*WHAT THIS TASK INVOLVES:*
Rewrite every line of the records below as a numbered list, leaving out any blank lines.

Collected data
┌──
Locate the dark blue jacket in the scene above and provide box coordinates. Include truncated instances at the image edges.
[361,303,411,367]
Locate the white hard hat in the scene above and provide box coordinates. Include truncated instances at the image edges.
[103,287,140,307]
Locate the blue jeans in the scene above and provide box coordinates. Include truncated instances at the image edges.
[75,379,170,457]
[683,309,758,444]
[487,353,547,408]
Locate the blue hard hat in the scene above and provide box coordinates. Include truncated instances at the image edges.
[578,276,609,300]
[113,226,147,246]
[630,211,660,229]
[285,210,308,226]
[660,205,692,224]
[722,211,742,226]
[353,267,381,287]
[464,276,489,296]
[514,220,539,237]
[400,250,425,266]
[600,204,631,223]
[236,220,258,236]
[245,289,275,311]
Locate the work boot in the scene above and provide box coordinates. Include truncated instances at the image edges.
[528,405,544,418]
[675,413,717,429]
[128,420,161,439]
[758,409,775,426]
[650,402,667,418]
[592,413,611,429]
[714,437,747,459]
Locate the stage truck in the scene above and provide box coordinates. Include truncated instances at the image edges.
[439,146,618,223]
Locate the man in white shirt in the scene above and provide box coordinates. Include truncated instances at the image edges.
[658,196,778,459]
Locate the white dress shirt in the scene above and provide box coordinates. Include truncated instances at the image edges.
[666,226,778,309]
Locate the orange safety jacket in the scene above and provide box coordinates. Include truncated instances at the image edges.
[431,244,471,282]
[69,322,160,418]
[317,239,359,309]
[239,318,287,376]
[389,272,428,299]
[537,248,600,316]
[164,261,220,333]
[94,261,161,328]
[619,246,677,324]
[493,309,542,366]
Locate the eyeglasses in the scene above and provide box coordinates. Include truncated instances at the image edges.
└──
*TASK OUTPUT:*
1. Locate the dark blue jacket in the scene above and provide box coordinates. Include truncated instances at the image edges.
2. [361,303,411,367]
3. Locate the white hard hat in the scene above and provide box coordinates. Include truncated instances at the image edges.
4. [103,287,140,307]
5. Locate the blue jeans in the scene above and provide box coordinates. Include truncated instances at the image edges.
6. [75,379,170,457]
7. [683,309,758,444]
8. [487,353,547,408]
9. Locate the blue hard hat in the scene above and provide box coordinates. Include truncated instances at the image edges.
10. [578,276,609,300]
11. [113,226,147,246]
12. [630,211,660,229]
13. [285,210,308,226]
14. [660,205,692,224]
15. [722,211,742,226]
16. [353,267,381,287]
17. [464,276,489,296]
18. [514,220,539,237]
19. [400,250,425,266]
20. [600,204,631,223]
21. [236,220,258,236]
22. [245,289,275,311]
23. Locate the work boot in the scene above and provide box coordinates. Include truncated instances at the image edges.
24. [528,405,544,418]
25. [675,413,717,429]
26. [128,420,161,439]
27. [758,409,775,426]
28. [650,402,667,418]
29. [592,413,611,429]
30. [714,437,747,459]
31. Locate the stage truck in the scene above and provide box coordinates. Include truncated instances at the image edges.
32. [439,146,618,223]
33. Locate the man in white shirt in the scene above and provide box coordinates. Include truncated instances at the image edges.
34. [658,196,778,459]
35. Locate the white dress shirt in the scene above and provide box coordinates. Include truncated instances at the image edges.
36. [666,226,778,309]
37. Locate the orange safety jacket in the scene above and provide box coordinates. Include truncated instances at the image edges.
38. [431,244,471,282]
39. [69,322,160,418]
40. [317,239,359,309]
41. [239,318,287,376]
42. [389,272,428,299]
43. [537,248,600,316]
44. [164,261,220,333]
45. [94,261,161,328]
46. [619,246,677,324]
47. [493,309,542,366]
48. Locate the eyeglasses in the scene above and provide box coordinates. Include truncated instances at the image edges.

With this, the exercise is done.